▶ [DOCUMENT EXCERPT]:
Already on GitHub? Sign in to your account

Closed
wants to merge 13 commits into from

Conversation

kimbarrett
Copy link

@kimbarrett kimbarrett commented May 18, 2025

This change makes java.nio no longer use jdk.internal.ref.Cleaner to manage
native memory for Direct-X-Buffers. Instead it uses bespoke PhantomReferences
and a dedicated ReferenceQueue. This differs from PR 22165, which proposed to
use java.lang.ref.Cleaner.

This change is algorithmically similar to the two previous versions:
JDK-6857566 and JDK-8156500 (current mainline). The critical function is
Bits::reserveMemory(). For both of those versions and this change, a thread
calls that function and tries to reserve some space. If it fails, then it
keeps trying until all cleaners deactivated (cleared) by prior GCs have been
cleaned. If reservation still fails, then it invokes the GC to try to
deactivate more cleaners for cleaning. After that GC it keeps trying the
reservation and waiting for cleaning, with sleeps to avoid a spin loop,
eventually either succeeding or giving up and throwing OOME.

▶ [DATA SEGMENT]:
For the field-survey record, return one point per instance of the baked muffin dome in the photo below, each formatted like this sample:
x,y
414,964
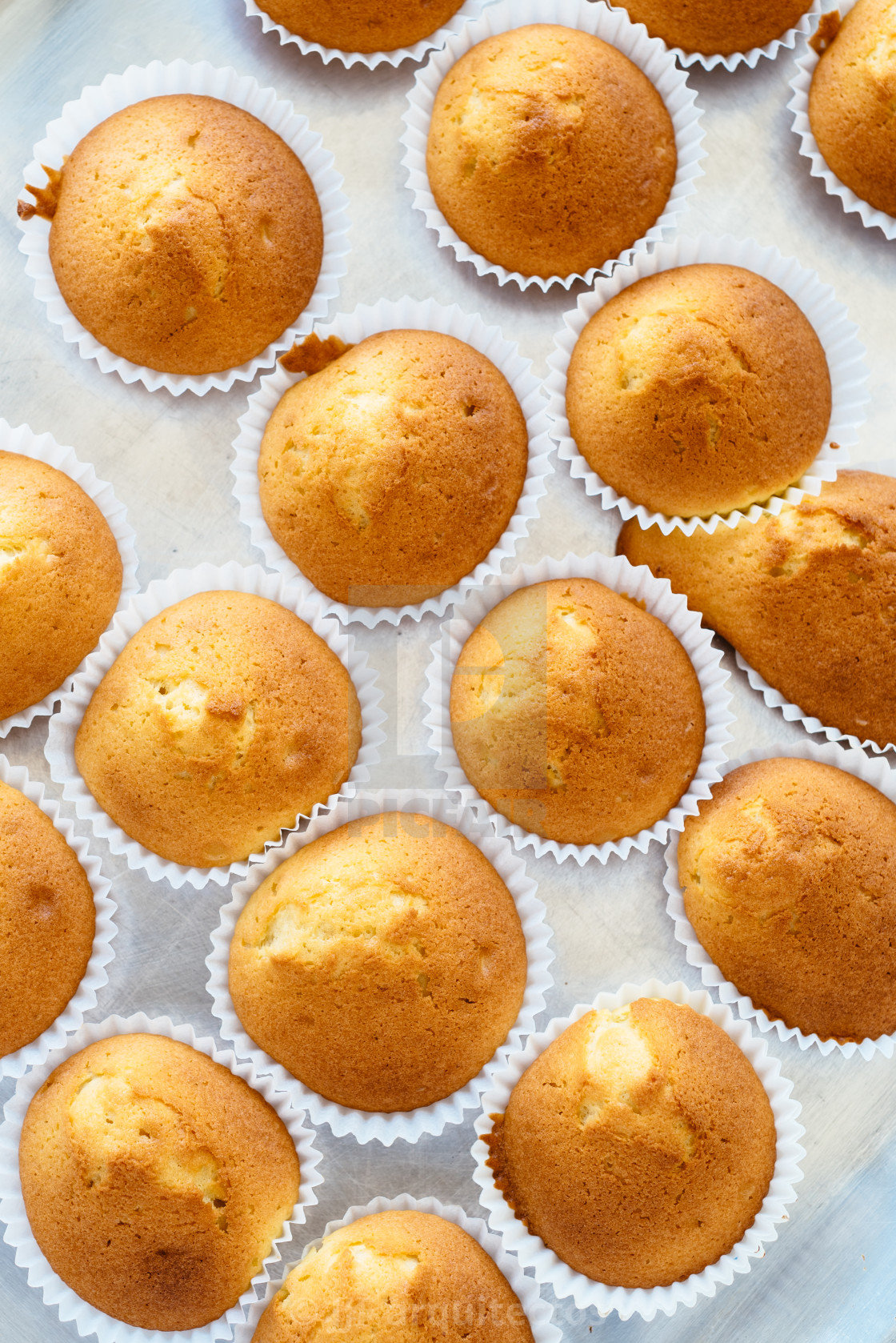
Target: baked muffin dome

▶ [REQUIREMENT 1]:
In the pull request description, why does a thread that still can't reserve memory after cleaning invoke the GC?
▶ [REQUIREMENT 2]:
According to the pull request description, what does java.nio use in place of jdk.internal.ref.Cleaner to manage native memory for Direct-X-Buffers?
▶ [REQUIREMENT 3]:
Write the next part of the pull request description, picking up after its last sentence.
The lines aren't needed for any of this.

▶ [FINAL ANSWER 1]:
It invokes the GC to try to deactivate more cleaners so they can be cleaned. Once that GC runs, the thread keeps retrying the reservation and waiting for cleaning, sleeping between attempts to avoid a spin loop.

▶ [FINAL ANSWER 2]:
Bespoke PhantomReferences and a dedicated ReferenceQueue.

▶ [FINAL ANSWER 3]:
Retaining that algorithmic approach is one of the goals of this change, since
it has been successfully in use since JDK 9 (and was originally developed and
extensively tested in JDK 8).

The key to this approach is having a way to determine that deactivated
cleaners have been cleaned. JDK-6857566 accomplished this by having waiting
threads help the reference processor until there was no available work.
JDK-8156500 waits for the reference processor to quiesce, relying on its
immediate processing of cleaners. java.lang.ref.Cleaner doesn't provide a way
to do this, which is why this change rolls its own Cleaner-like mechanism from
the underlying primitives. Like JDK-6857566, this change has waiting threads
help with cleaning references. This was a potentially undesirable feature of
JDK-6857566, as arbitrary allocating threads were invoking arbitrary cleaners.
(Though by the time of JDK-6857566 the cleaners were only used by DBB, and
became internal-only somewhere around that time as well.) That's not a concern
here, as the cleaners involved are only from DBB, and we know what they look
like.

As noted in the discussion of JDK-6857566, it's good to have DBB cleaning
being done off the reference processing thread, as it may be expensive and
slow down enqueuing other pending references. JDK-6857566 only did some of
that, and JDK-8156500 lost that feature. This change moves all of the DBB
cleaning off of the reference processing thread. (So does PR 22165.)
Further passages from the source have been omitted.